▶ [Problem to solve]: Can you lay out every one of the rows that follow as a numbered list, skipping any blank lines?

(Rows on locating named things)
==*==
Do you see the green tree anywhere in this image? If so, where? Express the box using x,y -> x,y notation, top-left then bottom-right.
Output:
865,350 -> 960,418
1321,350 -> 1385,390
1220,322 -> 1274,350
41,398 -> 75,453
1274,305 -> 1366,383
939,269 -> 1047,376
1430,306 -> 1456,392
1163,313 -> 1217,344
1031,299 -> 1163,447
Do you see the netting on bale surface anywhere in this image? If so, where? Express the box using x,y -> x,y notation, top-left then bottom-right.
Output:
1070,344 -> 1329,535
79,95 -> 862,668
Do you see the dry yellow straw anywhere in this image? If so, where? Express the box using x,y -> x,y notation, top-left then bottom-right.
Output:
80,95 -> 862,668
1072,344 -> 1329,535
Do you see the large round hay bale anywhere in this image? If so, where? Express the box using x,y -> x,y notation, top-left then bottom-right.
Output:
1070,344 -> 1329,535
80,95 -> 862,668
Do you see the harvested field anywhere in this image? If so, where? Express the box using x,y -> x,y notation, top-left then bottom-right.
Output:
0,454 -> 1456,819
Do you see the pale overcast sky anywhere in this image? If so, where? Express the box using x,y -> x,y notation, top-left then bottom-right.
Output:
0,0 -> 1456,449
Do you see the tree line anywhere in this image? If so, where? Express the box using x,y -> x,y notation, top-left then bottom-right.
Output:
==*==
▶ [Solution to the exercise]:
1. Do you see the green tree anywhere in this image? If so, where? Express the box using x,y -> x,y notation, top-left then bottom-right.
2. Output:
3. 865,350 -> 960,418
4. 1321,350 -> 1385,390
5. 1220,322 -> 1274,350
6. 41,398 -> 75,453
7. 1274,305 -> 1366,383
8. 939,269 -> 1047,376
9. 1430,306 -> 1456,392
10. 1163,313 -> 1217,344
11. 1031,299 -> 1163,447
12. Do you see the netting on bale surface anywhere in this image? If so, where? Express the box using x,y -> x,y notation, top-left then bottom-right.
13. Output:
14. 1070,344 -> 1329,535
15. 79,95 -> 862,668
16. Do you see the dry yellow straw anywhere in this image? If so, where? Express the box using x,y -> x,y notation, top-left then bottom-right.
17. Output:
18. 80,95 -> 862,668
19. 1072,344 -> 1329,535
20. Do you see the large round hay bale anywhere in this image? If so, where? Express the box using x,y -> x,y notation, top-left then bottom-right.
21. Output:
22. 1070,344 -> 1329,535
23. 80,95 -> 862,668
24. Do you see the harvested field anywhere in this image? If so, where? Express the box using x,y -> x,y notation, top-left then bottom-right.
25. Output:
26. 0,454 -> 1456,819
27. Do you see the pale overcast sky anywhere in this image? If so, where? Express the box using x,y -> x,y notation, top-left then bottom-right.
28. Output:
29. 0,0 -> 1456,449
30. Do you see the tree line anywhere in this image? If so, where? Express the box using x,y -> x,y notation, top-left then bottom-right.
31. Output:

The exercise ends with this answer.